▸ Exercise prompt
Search each line of the data for the word "below"; copy every line where it is found.

[Source material Boundary: Start]

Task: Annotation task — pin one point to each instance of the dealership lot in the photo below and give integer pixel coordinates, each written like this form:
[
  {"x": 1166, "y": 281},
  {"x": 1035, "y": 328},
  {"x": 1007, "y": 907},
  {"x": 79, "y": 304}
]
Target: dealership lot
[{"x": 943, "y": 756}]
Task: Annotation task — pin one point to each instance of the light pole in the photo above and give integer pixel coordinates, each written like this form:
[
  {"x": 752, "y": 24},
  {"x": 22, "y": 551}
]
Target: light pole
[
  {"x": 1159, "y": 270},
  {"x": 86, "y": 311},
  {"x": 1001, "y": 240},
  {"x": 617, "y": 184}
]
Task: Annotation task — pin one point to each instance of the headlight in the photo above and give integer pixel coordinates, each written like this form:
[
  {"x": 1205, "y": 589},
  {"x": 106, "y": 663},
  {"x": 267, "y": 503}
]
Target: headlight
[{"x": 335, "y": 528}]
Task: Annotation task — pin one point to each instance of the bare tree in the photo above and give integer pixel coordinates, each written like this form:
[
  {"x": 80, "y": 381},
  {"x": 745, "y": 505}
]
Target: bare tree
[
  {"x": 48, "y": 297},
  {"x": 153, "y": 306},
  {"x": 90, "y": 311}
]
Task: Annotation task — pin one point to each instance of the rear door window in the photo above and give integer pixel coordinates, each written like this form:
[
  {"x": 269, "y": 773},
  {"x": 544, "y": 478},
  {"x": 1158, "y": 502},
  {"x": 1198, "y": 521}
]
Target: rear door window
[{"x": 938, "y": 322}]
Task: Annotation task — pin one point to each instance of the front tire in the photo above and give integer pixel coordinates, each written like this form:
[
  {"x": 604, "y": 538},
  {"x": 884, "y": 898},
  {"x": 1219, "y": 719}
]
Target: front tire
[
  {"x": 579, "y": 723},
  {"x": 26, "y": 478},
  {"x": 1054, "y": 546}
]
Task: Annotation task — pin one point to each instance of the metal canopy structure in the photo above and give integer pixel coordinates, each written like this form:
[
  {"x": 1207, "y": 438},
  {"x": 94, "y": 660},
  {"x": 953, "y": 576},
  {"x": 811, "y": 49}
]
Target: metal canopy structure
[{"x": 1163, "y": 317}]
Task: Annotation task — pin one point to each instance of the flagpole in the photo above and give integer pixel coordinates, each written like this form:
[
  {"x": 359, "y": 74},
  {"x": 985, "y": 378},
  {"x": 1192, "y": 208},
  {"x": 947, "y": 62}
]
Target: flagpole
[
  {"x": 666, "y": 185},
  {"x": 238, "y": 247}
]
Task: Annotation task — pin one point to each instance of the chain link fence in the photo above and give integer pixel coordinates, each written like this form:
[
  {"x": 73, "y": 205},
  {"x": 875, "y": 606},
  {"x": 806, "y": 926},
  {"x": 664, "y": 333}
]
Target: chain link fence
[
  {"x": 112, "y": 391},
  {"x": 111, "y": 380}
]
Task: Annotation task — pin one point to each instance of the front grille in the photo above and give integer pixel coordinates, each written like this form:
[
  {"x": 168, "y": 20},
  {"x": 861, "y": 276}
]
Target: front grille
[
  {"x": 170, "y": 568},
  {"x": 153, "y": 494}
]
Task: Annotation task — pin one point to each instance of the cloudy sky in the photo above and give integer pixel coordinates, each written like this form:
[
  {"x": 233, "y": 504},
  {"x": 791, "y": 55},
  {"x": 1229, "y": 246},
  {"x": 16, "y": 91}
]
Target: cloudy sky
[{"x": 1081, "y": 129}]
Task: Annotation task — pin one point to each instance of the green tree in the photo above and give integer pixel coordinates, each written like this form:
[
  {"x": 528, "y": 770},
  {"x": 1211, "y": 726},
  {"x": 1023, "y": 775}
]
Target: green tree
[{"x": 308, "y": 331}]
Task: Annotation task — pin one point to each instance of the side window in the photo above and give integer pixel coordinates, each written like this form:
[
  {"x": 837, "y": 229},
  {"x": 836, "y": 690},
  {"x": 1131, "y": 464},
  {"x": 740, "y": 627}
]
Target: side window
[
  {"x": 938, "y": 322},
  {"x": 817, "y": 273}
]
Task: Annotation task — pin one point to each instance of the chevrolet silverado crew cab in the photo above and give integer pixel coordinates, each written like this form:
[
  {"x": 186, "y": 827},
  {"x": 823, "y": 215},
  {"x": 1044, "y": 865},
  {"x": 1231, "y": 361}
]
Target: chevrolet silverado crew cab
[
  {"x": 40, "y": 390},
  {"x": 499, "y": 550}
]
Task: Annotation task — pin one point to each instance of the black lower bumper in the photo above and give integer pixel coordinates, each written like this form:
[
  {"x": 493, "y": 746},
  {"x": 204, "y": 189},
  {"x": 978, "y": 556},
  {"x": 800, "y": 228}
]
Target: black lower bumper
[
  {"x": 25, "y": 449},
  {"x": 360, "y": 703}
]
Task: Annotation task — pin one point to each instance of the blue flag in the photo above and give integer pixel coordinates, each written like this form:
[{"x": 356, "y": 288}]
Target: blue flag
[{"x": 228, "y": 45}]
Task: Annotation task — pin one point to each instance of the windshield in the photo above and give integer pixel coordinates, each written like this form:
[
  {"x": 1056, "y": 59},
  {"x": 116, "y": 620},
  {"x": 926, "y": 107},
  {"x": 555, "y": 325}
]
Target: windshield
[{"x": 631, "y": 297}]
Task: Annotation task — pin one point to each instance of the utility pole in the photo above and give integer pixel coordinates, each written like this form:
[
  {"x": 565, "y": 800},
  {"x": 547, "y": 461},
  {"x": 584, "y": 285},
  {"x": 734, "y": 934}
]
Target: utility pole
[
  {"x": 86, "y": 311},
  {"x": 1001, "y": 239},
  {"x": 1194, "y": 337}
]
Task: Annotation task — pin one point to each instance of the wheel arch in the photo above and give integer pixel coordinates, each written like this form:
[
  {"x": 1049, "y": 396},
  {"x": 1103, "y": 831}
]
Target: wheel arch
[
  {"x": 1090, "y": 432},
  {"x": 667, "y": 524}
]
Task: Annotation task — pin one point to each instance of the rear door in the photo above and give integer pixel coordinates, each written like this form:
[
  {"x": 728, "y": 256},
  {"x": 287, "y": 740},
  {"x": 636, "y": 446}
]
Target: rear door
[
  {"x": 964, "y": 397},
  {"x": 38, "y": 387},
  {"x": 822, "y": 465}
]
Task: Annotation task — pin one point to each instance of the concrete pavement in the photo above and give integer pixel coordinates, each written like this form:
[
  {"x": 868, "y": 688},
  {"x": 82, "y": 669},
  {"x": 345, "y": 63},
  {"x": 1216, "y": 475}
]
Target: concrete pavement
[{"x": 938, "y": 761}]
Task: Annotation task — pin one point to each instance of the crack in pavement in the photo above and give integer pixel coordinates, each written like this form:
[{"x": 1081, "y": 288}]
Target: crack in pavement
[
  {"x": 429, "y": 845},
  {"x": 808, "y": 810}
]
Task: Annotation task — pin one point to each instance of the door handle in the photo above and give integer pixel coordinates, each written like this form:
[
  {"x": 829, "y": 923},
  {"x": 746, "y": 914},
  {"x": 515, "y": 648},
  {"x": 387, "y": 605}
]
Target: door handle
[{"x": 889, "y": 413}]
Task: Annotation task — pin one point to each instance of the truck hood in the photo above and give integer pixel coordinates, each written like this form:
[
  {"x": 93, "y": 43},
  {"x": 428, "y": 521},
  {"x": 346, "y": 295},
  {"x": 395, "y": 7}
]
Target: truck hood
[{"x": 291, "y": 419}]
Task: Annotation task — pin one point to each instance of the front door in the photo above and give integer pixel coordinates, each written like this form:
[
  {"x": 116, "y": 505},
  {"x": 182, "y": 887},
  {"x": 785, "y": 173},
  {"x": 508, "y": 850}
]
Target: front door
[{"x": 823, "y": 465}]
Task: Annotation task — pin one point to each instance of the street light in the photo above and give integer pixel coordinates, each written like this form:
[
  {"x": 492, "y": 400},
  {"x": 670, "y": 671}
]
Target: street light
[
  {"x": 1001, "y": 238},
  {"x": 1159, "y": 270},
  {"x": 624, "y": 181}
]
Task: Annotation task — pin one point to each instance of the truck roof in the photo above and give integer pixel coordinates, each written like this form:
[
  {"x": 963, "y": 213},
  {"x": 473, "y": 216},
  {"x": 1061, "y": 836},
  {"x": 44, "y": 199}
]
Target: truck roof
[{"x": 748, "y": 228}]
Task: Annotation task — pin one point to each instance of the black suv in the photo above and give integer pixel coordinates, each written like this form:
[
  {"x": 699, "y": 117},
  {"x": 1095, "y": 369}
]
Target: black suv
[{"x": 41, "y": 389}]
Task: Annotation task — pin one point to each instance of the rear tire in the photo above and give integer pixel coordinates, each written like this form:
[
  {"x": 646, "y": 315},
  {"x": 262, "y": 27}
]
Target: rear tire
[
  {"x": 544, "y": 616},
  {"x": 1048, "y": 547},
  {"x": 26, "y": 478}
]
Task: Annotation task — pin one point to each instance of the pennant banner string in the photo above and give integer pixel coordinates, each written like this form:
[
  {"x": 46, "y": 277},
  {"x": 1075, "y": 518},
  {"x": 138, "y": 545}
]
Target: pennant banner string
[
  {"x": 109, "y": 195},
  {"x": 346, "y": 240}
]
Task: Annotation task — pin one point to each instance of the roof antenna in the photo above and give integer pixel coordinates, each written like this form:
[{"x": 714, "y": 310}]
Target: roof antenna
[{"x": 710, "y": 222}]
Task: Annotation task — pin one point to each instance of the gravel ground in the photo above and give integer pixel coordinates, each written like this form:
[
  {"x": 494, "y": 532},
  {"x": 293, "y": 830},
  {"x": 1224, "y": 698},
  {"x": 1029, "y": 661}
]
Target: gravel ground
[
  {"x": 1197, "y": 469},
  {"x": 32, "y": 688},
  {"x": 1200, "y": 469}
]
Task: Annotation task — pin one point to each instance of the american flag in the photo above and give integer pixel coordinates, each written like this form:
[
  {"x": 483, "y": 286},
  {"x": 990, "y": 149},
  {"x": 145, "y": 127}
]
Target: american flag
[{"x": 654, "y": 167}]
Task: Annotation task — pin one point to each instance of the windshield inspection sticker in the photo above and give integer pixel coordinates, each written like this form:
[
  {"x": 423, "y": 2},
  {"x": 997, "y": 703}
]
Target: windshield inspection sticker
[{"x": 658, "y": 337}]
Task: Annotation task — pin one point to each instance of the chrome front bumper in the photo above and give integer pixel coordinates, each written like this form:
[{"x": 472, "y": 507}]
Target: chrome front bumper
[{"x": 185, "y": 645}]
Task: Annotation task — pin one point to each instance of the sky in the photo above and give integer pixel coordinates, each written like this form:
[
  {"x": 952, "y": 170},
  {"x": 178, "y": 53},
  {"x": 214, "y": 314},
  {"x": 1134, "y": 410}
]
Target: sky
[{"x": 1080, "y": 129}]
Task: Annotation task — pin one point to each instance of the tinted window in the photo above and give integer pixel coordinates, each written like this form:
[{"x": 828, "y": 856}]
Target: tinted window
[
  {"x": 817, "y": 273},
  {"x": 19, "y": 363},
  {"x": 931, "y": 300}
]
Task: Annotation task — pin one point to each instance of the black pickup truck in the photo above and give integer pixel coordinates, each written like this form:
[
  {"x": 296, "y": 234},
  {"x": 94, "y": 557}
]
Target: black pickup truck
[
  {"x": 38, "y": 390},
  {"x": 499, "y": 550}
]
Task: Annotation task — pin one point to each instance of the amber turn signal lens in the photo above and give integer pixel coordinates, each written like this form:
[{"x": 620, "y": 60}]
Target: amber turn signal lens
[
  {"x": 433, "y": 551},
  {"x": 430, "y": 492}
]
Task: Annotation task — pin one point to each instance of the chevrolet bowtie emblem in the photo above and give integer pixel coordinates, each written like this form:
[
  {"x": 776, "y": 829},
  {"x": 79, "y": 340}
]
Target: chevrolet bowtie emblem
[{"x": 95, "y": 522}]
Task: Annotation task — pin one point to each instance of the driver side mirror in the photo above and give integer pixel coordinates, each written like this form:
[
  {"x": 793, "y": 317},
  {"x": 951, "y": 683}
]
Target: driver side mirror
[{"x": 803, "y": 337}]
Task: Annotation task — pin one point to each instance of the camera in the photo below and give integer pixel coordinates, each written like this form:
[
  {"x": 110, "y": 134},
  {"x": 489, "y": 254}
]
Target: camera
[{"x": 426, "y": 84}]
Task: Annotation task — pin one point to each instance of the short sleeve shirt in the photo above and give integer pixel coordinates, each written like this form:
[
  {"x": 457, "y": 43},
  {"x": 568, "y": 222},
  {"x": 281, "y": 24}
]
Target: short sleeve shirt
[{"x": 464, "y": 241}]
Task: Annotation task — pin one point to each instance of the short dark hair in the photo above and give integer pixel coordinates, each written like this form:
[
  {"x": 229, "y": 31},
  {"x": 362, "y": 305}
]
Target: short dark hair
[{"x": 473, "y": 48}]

[Source material Boundary: End]

▸ Result of the exercise
Task: Annotation task — pin one point to each instance of the dealership lot in the photo below and give integer pixel coordinates, each written like this form:
Task: Annotation task — pin one point to each instance of the camera in the photo below and give integer pixel coordinates, each written like this form:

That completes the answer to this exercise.